## Polecenie 1
Zaktualizuj rekordy od wiersza zawierającego „Expected: for every instance of the power” aż do ostatniego rekordu włącznie, zamieniając „electrical wire” na „overhead cable”. Podaj ponownie tylko te wiersze, a całą resztę pozostaw bez zmian.

## Podany fragment
Zapraszamy do przeczytania doniesień mass mediów, które obejmują informacje z ubiegłego tygodnia dotyczące sekcji piłki nożnej, siatkówki, hokeja oraz szachów GieKSy.

W trakcie przygotowań do startu sezonu piłkarskiego drużyna żeńska rozegrała sparing z TS ROW Rybnik, w którym wygrały 4:0 (1:0). W sobotę drużyna męska przegrała w Legnicy z Miedzią 0:1 (0:1). Prasówkę po tym meczu przeczytacie TUTAJ. Krajowa Izba Odwoławcza oddaliła odwołanie ws oferty na budowę stadionu dla GieKSy. Do drużyny piłkarzy dołączył Piotr Samiec-Talar. Siatkarze rozpoczęli przygotowania do sezonu ligowego oraz wzięli udział w turnieju Prezero Grand Prix PLS. Do drużyny hokeistów dołączył fiński napastnik Matias Lehtonen. Szachista GieKSy  Jan-Krzysztof Duda wygrał Puchar Świata.

 

PIŁKA NOŻNA
tylkokobiecyfutbol.pl – GieKSa uzupełnia sztab trenerski
[…] Już wcześniej poinformowano, że nowym managerem będzie Aleksandra Noras, która przejmie tę funkcję od Witolda Zająca, który teraz skupi się tylko na trenowaniu. Jego zastępczynią pozostanie Karolina Koch. Trenerem bramkarek będzie Michał Barczyk, trenerem przygotowania motorycznego została Mariola Gepfert, a duet fizjoterapeutów stworzą Artur Warot i Maciej Kuś.

 

tylkokobiecyfutbol.pl – Ostatnie sprawdziany przed Ekstraligą (3-8.08)
Kończy się ostatni tydzień przed startem Ekstraligi. Wszystkie zespoły grały sparingi.
[…] 07.08.2021, Katowice
GKS Katowice vs TS ROW Rybnik 4:0
Maciążka (15), Brzęczek (76), Hajduk (84), Turkiewicz (90)
GKS: Klimek – Hajduk, Konkol, Lizoń, Parczewska, Bujak, Turkiewicz, Koch, Kłoda, Bińkowska, Maciążka. Wystąpiły także Brzęczek, Grzegorczyk.

 

dziennikzachodni.pl – Nowy stadion GKS Katowice. Odwołanie odrzucone, start budowy coraz bliżej
Krajowa Izba Odwoławcza oddaliła odwołanie firmy Mirbud, co oznacza, że jeszcze w tym miesiącu zostanie podpisana umowa na rozpoczęcie budowy nowego stadionu GKS Katowice.

## Polecenie 2
Odpowiedz na podstawie podanego fragmentu o sekcjach GieKSy:
(a) Kto został trenerem bramkarek?
(b) Z jakim wynikiem drużyna żeńska wygrała sparing z TS ROW Rybnik?
(c) Której firmy odwołanie oddaliła Krajowa Izba Odwoławcza?

Rekordy zawarte w zbiorze danych
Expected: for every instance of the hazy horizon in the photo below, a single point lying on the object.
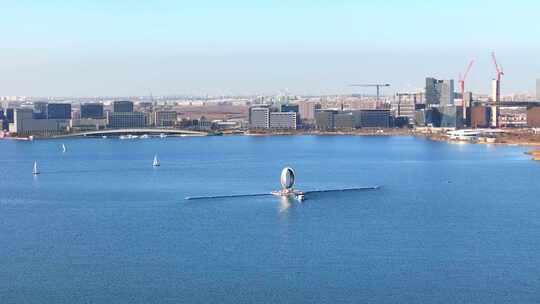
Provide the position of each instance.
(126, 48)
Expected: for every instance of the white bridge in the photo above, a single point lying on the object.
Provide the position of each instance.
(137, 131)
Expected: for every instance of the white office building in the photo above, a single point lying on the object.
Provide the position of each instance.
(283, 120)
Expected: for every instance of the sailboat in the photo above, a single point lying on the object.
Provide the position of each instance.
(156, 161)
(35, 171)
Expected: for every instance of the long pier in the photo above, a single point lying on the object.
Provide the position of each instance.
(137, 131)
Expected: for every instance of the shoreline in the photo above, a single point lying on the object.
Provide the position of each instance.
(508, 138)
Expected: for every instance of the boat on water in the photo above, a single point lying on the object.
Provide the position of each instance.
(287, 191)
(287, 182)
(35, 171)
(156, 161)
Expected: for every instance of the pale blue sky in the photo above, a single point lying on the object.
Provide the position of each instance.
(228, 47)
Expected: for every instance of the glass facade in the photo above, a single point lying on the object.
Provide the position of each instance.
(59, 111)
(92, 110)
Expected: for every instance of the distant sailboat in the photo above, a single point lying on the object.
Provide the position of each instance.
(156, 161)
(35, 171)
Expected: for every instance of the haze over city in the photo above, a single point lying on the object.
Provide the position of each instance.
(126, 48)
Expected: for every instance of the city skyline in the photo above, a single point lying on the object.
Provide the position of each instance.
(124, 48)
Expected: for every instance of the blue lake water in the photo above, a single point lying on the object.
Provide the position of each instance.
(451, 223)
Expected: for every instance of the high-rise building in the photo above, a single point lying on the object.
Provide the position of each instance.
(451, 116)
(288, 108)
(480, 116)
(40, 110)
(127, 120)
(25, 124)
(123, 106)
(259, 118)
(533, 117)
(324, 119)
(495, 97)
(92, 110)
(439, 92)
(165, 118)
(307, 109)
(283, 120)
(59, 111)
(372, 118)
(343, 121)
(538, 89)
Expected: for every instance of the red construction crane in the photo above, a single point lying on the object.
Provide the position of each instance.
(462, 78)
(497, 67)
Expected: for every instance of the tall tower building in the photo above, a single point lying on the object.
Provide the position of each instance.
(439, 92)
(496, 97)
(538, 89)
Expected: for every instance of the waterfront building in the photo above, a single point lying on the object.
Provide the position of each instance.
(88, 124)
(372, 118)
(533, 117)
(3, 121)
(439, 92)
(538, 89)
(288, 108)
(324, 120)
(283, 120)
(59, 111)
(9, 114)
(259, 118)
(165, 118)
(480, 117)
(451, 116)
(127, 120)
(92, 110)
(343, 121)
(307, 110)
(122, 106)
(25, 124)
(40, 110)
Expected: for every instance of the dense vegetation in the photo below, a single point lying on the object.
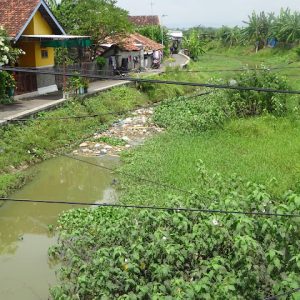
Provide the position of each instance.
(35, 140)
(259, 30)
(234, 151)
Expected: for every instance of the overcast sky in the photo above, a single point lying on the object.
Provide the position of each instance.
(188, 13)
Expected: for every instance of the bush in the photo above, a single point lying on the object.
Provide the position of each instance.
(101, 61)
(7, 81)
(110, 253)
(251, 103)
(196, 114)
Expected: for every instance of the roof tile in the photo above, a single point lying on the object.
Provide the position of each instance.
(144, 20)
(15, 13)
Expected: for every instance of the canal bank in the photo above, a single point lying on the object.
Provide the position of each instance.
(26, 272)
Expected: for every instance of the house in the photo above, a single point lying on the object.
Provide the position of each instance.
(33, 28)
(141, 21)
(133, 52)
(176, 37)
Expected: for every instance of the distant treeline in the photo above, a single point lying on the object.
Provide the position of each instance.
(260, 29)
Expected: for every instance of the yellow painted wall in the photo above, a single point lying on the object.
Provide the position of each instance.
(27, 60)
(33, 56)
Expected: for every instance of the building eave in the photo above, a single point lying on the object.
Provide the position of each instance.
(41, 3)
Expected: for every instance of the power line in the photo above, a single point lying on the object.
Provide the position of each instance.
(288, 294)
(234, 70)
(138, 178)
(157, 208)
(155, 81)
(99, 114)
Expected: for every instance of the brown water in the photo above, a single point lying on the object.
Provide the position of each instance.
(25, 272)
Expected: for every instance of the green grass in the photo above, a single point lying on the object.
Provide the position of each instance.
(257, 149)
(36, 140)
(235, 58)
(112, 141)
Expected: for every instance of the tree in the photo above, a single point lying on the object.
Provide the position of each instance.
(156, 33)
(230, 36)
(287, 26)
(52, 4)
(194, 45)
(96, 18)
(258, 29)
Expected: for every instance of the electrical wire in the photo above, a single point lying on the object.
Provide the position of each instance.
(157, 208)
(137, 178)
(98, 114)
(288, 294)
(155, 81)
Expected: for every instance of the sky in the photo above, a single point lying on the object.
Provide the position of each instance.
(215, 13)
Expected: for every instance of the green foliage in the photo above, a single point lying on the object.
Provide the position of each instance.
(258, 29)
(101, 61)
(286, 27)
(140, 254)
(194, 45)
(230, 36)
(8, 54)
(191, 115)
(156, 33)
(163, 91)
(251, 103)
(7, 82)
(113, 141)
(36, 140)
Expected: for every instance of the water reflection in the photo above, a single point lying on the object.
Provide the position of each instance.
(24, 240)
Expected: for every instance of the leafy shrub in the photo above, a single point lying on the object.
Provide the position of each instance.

## Odpowiedź pisemna 1
Expected: for every instance of the power line in the photo above, a single point lying on the object.
Provide the position of each instance.
(288, 294)
(234, 70)
(138, 178)
(157, 208)
(155, 81)
(99, 114)
Expected: for every instance of the brown water in the photo above, a single point lying on the object.
Provide the position of each instance.
(25, 272)
Expected: for every instance of the green grass in the photo above, a single point lying on the object.
Provide the position of each instance.
(257, 149)
(36, 140)
(235, 58)
(112, 141)
Expected: for every instance of the tree in the photo above, a single point lying on the object.
Provide the position of each instance.
(156, 33)
(230, 36)
(287, 26)
(52, 4)
(194, 45)
(96, 18)
(258, 29)
Expected: for every instance of the overhead cable in the photo above, a single point lying on the object.
Provide the position of each instance.
(157, 208)
(137, 178)
(98, 114)
(288, 294)
(155, 81)
Expected: for every instance of the sky in the photo above, a single point lying on the object.
Provide the position of each instance.
(215, 13)
Expected: for every instance of the green foliage in the photo above, a single point lying on the object.
Provide the position of each instance.
(258, 29)
(101, 61)
(286, 27)
(140, 254)
(194, 45)
(230, 36)
(8, 54)
(191, 115)
(156, 33)
(163, 91)
(251, 103)
(7, 82)
(113, 141)
(36, 140)
Expected: for every instance of the water reflection in the photo above, a single point lying on the object.
Provide the position of each instance.
(24, 240)
Expected: for every instance of the leafy shrub in the photo above, a single point lying on the object.
Provide the position of each instance.

## Odpowiedź pisemna 2
(a) Michał Barczyk.
(b) 4:0 (1:0).
(c) Firmy Mirbud.